Имеются интересные материалы о садоводстве и высокоразвитом в Урарту виноградарстве. Найдены остатки плодов алычи, граната, семена арбуза и т. д. (стр. 31). Раскопки дали большое количество обугленных виноградных лоз, найдены также остатки винограда, хотя и в малом количестве, что объясняется тем, что к моменту гибели города (в начале августа) виноград еще не созрел (стр. 31). В этом отношении весьма интересны раскопки 1949 и 1950 гг., когда были открыты и исследованы две большие кладовые (№ 25 и 28), предназначенные для хранения вина. Кладовая №25 (II, стр. 16 сл.) представляла собою большое помещение площадью свыше 300 м2, а кладовая № 28 (II, стр. 28 сл.) занимала около 280 м2. Вся территория этих кладовых была занята крупными сосудами — карасами, наполовину вкопанными в земляной пол. В кладовой № 25 открыто 82 таких караса, в кладовой № 28 — 70 карасов. На сосудах клинописью или же иероглифическими знаками отмечалась емкость: указывалось, сколько акарки или теруси (вина) мог вместить данный карас. Леманн-Гаупт, на основании реконструкции размеров сосудов из Топрах-кале, на которых были аналогичные обозначения емкости, предполагал, что акарки равнялась примерно 120-150 литрам, а теруси (это название раньше неправильно читали как «хируси») — около 12-15 литров. На основании кармир-блурского материала Б. Б. Пиотровскому удалось исправить это ошибочное определение Леманн-Гаупта. Оказывается, что в действительности акарки равнялась около 240-250 литрам, теруси же составлял девятую или десятую часть акарки (II, стр. 74).

# # # # # # #

→ **Что сделать**:
a: Можете продублировать весь фрагмент о виноградарстве в Урарту слово в слово, без единого изменения?
b: Какие строки списка ниже содержат слово «mosque»? Отфильтруйте их и перепишите каждую полностью.

# # # # # # #

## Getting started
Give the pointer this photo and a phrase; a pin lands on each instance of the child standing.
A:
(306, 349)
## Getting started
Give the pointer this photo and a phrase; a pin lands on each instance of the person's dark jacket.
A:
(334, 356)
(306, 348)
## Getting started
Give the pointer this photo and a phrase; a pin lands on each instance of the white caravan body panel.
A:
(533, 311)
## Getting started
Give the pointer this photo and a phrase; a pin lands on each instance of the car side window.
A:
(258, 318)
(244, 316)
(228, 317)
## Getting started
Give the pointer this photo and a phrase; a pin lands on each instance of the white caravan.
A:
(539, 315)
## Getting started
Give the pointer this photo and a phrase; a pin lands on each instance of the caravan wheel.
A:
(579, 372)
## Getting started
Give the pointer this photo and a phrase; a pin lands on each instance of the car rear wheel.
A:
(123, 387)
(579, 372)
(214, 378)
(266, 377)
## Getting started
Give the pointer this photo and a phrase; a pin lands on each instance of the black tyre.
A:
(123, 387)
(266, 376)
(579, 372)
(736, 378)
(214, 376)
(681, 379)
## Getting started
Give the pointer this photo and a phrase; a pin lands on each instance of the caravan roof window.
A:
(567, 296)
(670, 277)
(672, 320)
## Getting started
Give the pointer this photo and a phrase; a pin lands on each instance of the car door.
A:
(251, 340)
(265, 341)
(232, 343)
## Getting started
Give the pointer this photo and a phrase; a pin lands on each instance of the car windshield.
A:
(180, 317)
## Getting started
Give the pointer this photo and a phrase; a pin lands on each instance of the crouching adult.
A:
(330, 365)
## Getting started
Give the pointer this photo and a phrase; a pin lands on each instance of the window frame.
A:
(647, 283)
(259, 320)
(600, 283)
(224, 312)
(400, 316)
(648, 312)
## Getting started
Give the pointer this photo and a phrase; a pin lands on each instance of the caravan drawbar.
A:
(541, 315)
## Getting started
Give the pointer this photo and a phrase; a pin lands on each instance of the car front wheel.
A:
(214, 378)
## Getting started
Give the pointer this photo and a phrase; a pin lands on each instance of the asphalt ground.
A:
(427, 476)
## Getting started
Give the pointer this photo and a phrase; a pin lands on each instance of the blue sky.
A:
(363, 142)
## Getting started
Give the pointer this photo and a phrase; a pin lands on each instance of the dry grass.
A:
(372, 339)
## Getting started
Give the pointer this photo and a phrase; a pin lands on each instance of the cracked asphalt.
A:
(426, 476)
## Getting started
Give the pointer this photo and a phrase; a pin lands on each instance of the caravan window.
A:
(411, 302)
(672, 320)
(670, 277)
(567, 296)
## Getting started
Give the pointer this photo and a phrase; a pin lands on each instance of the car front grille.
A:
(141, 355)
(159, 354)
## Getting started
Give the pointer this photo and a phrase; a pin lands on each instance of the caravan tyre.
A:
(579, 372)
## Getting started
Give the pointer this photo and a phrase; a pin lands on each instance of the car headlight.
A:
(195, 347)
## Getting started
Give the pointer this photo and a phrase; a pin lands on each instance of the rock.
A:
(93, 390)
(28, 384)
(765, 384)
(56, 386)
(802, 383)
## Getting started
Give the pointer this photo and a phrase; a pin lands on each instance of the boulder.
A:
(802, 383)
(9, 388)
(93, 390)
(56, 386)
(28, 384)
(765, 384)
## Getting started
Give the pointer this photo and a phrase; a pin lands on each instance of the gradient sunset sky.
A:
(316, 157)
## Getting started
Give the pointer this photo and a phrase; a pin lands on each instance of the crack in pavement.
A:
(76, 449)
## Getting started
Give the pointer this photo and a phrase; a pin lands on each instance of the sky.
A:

# # # # # # #

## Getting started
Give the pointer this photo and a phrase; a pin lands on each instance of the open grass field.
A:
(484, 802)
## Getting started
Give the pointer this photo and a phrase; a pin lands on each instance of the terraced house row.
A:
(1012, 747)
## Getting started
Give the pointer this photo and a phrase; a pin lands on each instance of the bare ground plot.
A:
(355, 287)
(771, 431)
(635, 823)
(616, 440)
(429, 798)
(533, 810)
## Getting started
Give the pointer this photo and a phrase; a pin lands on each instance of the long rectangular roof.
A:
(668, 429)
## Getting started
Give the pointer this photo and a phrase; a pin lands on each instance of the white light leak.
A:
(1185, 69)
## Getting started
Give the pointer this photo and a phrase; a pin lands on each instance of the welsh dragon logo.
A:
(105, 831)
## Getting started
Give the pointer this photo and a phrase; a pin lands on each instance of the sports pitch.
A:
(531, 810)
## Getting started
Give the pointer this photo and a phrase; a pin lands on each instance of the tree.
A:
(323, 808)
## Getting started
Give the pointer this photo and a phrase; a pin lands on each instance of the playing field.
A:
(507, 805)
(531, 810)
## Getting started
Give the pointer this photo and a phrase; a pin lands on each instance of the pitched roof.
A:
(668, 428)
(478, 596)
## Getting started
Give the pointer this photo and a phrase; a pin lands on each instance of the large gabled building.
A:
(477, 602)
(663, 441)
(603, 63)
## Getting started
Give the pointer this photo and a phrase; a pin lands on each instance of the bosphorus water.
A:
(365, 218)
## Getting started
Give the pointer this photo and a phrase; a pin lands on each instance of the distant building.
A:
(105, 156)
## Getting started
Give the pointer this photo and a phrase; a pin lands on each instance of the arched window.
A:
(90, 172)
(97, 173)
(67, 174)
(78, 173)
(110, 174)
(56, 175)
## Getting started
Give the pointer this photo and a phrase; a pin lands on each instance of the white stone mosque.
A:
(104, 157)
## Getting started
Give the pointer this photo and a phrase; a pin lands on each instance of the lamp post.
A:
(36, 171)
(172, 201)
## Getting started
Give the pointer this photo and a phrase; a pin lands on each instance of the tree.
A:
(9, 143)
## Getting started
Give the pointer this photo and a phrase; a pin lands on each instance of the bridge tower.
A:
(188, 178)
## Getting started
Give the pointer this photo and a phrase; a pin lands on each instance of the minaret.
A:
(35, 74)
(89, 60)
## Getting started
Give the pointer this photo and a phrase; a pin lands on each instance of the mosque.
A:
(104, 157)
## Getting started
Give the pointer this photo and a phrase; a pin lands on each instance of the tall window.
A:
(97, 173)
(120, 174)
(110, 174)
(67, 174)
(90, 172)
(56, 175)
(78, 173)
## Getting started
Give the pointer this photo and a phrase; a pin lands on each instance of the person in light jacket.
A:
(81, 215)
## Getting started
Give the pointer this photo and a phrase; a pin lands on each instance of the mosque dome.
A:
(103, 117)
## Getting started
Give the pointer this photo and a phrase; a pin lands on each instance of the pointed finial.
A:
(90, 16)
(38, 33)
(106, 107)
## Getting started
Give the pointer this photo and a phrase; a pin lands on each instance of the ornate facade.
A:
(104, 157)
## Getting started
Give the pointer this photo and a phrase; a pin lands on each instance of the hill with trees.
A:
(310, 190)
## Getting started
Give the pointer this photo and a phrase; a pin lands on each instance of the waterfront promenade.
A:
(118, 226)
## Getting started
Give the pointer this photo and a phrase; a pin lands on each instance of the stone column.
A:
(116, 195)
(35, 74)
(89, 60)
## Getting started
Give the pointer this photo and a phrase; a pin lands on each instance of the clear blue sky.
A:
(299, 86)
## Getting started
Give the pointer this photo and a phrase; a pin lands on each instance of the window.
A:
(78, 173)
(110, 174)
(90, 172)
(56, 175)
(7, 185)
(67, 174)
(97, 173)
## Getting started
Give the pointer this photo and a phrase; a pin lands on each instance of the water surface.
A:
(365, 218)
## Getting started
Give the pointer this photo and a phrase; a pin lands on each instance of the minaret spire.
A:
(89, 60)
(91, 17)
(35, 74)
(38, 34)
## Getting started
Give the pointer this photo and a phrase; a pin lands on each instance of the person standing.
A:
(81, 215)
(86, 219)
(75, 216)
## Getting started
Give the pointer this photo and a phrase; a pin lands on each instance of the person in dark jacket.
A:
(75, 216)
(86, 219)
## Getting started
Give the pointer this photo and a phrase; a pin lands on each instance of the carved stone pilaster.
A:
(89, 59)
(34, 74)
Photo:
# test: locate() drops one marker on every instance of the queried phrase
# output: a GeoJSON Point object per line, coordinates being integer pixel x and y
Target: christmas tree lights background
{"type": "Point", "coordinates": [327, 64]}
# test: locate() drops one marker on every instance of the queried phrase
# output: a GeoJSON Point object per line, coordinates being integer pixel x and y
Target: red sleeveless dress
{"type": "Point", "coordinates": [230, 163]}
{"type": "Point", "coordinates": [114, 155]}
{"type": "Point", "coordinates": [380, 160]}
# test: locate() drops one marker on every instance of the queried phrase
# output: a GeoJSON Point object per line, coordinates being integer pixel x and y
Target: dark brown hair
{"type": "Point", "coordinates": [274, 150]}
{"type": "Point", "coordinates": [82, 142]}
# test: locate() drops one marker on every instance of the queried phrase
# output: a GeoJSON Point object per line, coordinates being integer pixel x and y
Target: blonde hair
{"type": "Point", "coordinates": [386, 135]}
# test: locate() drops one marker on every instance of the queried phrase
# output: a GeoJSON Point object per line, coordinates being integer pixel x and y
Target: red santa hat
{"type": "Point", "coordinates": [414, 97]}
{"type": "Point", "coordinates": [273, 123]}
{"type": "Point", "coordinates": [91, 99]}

# # # # # # #

→ **Решения**:
a:
Имеются интересные материалы о садоводстве и высокоразвитом в Урарту виноградарстве. Найдены остатки плодов алычи, граната, семена арбуза и т. д. (стр. 31). Раскопки дали большое количество обугленных виноградных лоз, найдены также остатки винограда, хотя и в малом количестве, что объясняется тем, что к моменту гибели города (в начале августа) виноград еще не созрел (стр. 31). В этом отношении весьма интересны раскопки 1949 и 1950 гг., когда были открыты и исследованы две большие кладовые (№ 25 и 28), предназначенные для хранения вина. Кладовая №25 (II, стр. 16 сл.) представляла собою большое помещение площадью свыше 300 м2, а кладовая № 28 (II, стр. 28 сл.) занимала около 280 м2. Вся территория этих кладовых была занята крупными сосудами — карасами, наполовину вкопанными в земляной пол. В кладовой № 25 открыто 82 таких караса, в кладовой № 28 — 70 карасов. На сосудах клинописью или же иероглифическими знаками отмечалась емкость: указывалось, сколько акарки или теруси (вина) мог вместить данный карас. Леманн-Гаупт, на основании реконструкции размеров сосудов из Топрах-кале, на которых были аналогичные обозначения емкости, предполагал, что акарки равнялась примерно 120-150 литрам, а теруси (это название раньше неправильно читали как «хируси») — около 12-15 литров. На основании кармир-блурского материала Б. Б. Пиотровскому удалось исправить это ошибочное определение Леманн-Гаупта. Оказывается, что в действительности акарки равнялась около 240-250 литрам, теруси же составлял девятую или десятую часть акарки (II, стр. 74).

b:
Give the pointer this photo and a phrase; a pin lands on each instance of the white stone mosque.
Give the pointer this photo and a phrase; a pin lands on each instance of the mosque.
Give the pointer this photo and a phrase; a pin lands on each instance of the mosque dome.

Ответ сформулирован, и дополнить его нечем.